• [WHAT YOU WILL DO]
Report every line of the data below that contains the string "deposit", copying each such line in full. Matching is case-sensitive.

** Begin ITEMS **

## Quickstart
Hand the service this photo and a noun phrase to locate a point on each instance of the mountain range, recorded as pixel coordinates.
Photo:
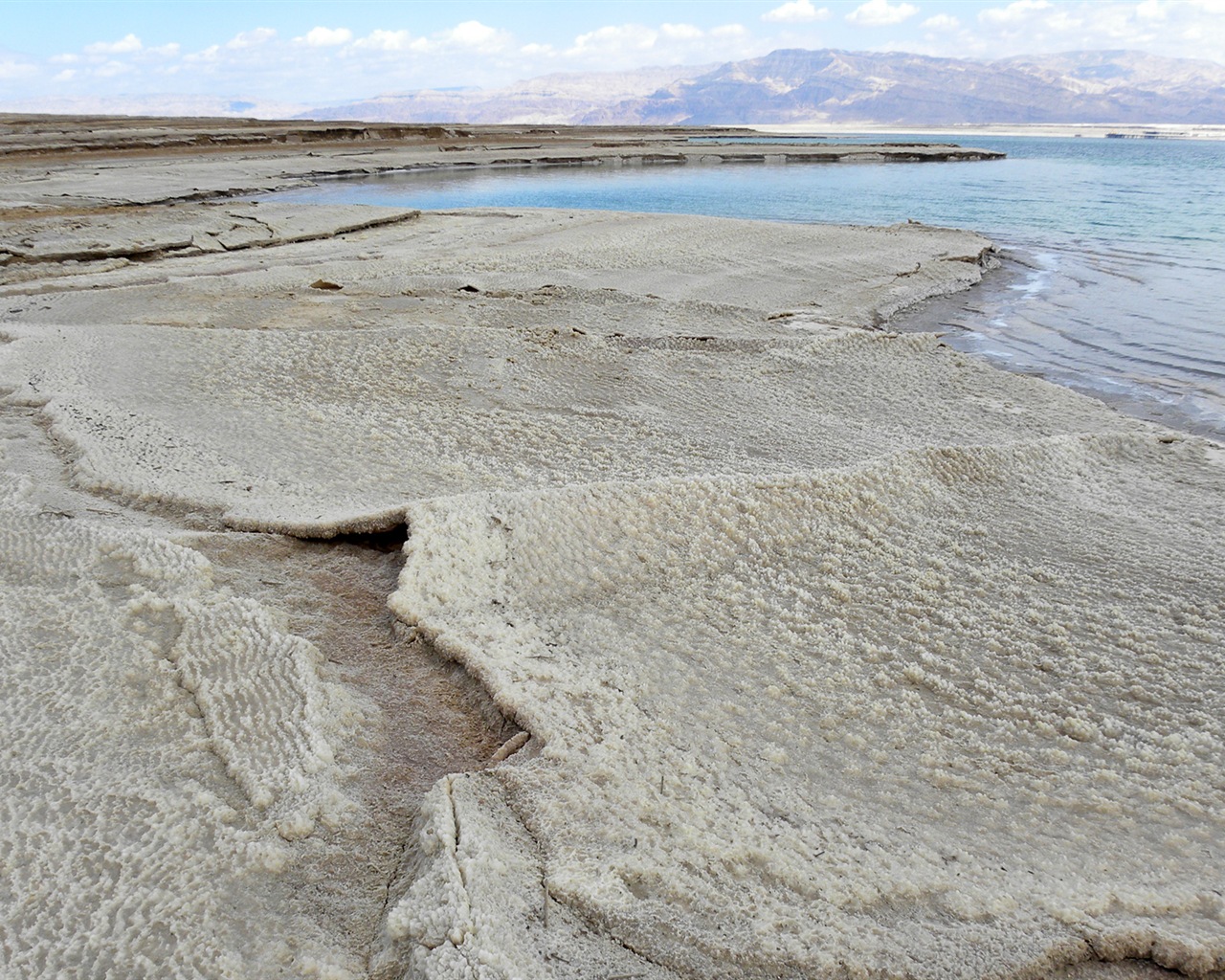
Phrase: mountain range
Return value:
(835, 86)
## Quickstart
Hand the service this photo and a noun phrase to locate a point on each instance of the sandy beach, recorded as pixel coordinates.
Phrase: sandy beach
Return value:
(525, 593)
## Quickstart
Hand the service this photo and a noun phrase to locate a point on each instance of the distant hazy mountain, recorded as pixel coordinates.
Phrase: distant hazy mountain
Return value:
(801, 86)
(549, 100)
(156, 105)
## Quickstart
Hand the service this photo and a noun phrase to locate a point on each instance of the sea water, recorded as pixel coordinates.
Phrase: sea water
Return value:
(1116, 248)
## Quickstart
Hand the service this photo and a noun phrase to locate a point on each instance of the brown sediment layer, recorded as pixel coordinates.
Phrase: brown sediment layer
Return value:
(786, 619)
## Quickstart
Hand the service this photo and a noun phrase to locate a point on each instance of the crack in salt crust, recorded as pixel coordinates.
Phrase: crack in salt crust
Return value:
(930, 716)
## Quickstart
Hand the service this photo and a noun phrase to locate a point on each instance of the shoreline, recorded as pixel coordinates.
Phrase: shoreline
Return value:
(1061, 130)
(552, 591)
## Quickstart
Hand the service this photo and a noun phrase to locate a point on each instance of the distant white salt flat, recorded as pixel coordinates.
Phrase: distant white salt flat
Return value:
(946, 714)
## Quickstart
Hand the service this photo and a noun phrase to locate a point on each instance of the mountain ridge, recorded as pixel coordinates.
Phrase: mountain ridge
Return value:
(838, 86)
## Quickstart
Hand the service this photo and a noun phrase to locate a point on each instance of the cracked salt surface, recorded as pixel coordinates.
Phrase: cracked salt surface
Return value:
(163, 746)
(952, 713)
(924, 682)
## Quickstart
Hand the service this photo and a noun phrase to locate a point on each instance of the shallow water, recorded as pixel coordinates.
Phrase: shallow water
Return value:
(1119, 245)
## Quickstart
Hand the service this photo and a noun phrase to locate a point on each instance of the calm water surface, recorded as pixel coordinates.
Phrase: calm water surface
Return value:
(1116, 246)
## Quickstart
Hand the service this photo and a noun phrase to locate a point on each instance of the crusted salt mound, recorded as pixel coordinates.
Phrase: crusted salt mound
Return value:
(319, 433)
(167, 750)
(954, 713)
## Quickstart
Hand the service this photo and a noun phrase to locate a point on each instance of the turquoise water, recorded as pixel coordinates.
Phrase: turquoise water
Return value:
(1116, 246)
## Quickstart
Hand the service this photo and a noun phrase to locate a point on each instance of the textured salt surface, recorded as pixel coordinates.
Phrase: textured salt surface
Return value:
(822, 641)
(952, 713)
(168, 753)
(326, 432)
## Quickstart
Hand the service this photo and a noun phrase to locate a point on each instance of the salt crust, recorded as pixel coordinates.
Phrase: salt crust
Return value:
(163, 745)
(318, 433)
(954, 712)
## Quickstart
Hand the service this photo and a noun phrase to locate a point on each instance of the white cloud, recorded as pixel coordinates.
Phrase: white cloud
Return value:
(326, 37)
(1013, 13)
(473, 34)
(112, 69)
(680, 31)
(941, 22)
(123, 46)
(613, 39)
(880, 13)
(796, 11)
(385, 40)
(252, 38)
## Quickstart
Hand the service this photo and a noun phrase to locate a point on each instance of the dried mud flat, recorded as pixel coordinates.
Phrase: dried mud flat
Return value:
(568, 594)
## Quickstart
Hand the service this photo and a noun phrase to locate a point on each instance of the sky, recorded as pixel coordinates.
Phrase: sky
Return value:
(323, 53)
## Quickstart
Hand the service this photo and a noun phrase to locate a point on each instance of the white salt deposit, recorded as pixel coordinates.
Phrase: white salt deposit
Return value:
(322, 432)
(162, 743)
(835, 658)
(953, 713)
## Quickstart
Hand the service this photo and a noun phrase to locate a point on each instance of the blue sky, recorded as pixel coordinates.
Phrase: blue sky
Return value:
(323, 53)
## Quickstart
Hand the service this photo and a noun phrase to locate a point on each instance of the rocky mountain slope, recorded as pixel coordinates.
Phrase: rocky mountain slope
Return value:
(835, 86)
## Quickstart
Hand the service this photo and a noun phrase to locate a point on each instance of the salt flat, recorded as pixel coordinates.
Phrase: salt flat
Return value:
(733, 635)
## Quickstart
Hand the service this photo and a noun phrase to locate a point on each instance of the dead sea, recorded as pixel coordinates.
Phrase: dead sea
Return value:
(556, 593)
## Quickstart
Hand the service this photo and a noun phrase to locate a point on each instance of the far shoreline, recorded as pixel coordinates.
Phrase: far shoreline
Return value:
(1054, 130)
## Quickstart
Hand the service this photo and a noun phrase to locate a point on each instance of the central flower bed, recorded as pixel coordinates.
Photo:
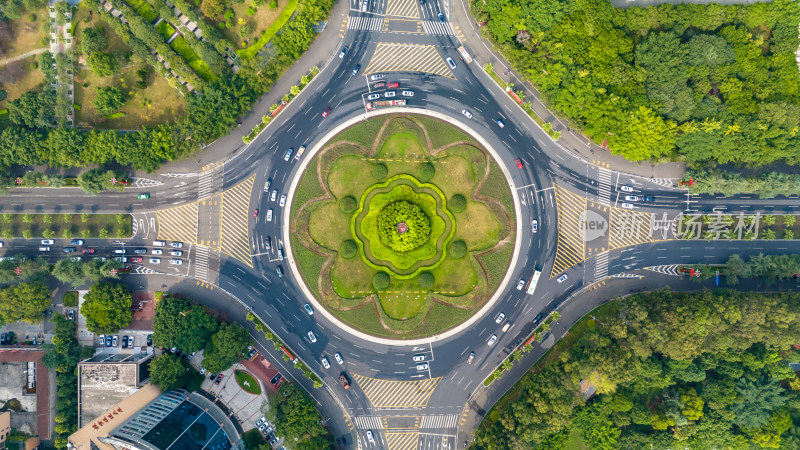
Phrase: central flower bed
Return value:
(403, 226)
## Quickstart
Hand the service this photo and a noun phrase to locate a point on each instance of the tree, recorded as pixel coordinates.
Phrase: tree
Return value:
(107, 307)
(166, 371)
(109, 99)
(225, 348)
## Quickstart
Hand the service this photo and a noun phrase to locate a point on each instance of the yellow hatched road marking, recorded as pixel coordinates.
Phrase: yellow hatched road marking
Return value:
(397, 394)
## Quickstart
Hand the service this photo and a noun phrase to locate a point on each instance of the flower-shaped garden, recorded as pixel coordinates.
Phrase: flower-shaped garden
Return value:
(402, 226)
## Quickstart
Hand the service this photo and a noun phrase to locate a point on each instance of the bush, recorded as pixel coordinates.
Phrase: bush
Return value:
(380, 281)
(425, 280)
(458, 249)
(380, 171)
(348, 204)
(348, 249)
(425, 171)
(457, 203)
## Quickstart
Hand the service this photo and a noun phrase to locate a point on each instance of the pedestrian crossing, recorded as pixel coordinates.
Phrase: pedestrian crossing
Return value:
(364, 23)
(440, 422)
(434, 27)
(601, 266)
(604, 186)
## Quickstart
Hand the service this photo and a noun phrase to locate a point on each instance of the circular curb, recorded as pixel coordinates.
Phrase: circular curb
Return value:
(335, 320)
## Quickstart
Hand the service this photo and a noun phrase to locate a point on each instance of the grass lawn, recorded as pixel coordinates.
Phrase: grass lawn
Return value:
(247, 382)
(70, 298)
(14, 225)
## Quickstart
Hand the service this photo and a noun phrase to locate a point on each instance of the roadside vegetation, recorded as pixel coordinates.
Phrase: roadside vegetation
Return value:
(662, 370)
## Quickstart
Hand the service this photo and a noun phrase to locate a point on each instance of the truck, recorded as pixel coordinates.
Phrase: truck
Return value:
(464, 54)
(385, 104)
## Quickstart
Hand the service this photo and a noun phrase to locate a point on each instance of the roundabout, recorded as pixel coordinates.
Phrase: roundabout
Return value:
(402, 226)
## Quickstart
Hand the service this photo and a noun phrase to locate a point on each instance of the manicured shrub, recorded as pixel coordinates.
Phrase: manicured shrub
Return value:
(425, 171)
(458, 249)
(348, 204)
(380, 281)
(425, 280)
(457, 203)
(380, 171)
(348, 249)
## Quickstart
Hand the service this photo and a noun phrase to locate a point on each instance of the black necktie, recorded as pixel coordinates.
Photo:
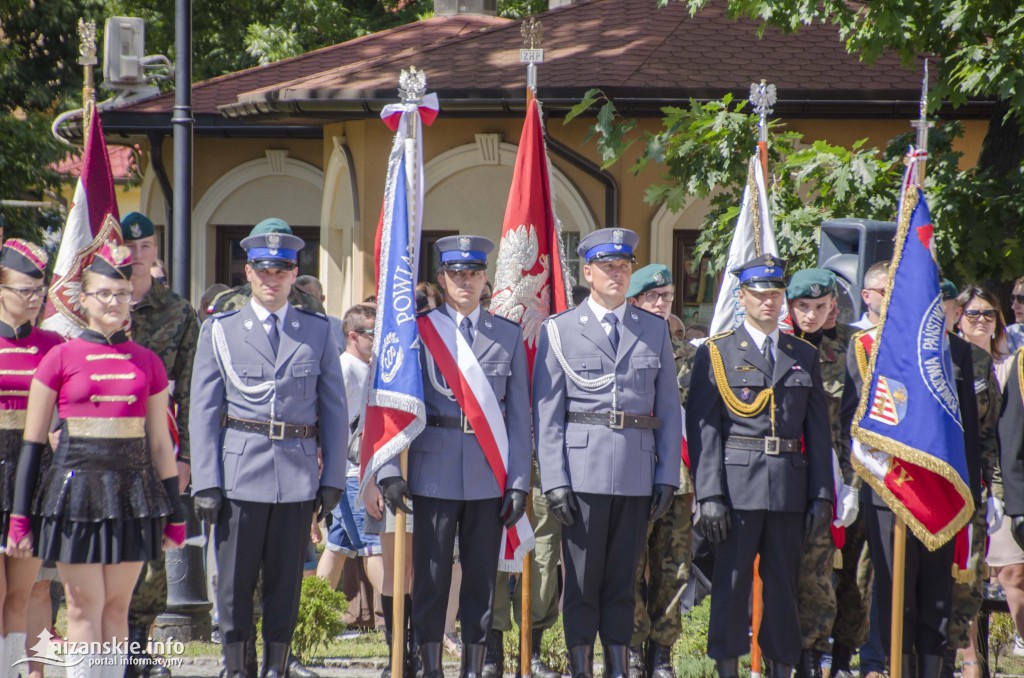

** End ITEMS **

• [TASK RESPONSE]
Hand the service this photo and a noun phrase to locate a point on each instance of the white salt deposit, recorded as pixel coordinates.
Phrase: white salt deposit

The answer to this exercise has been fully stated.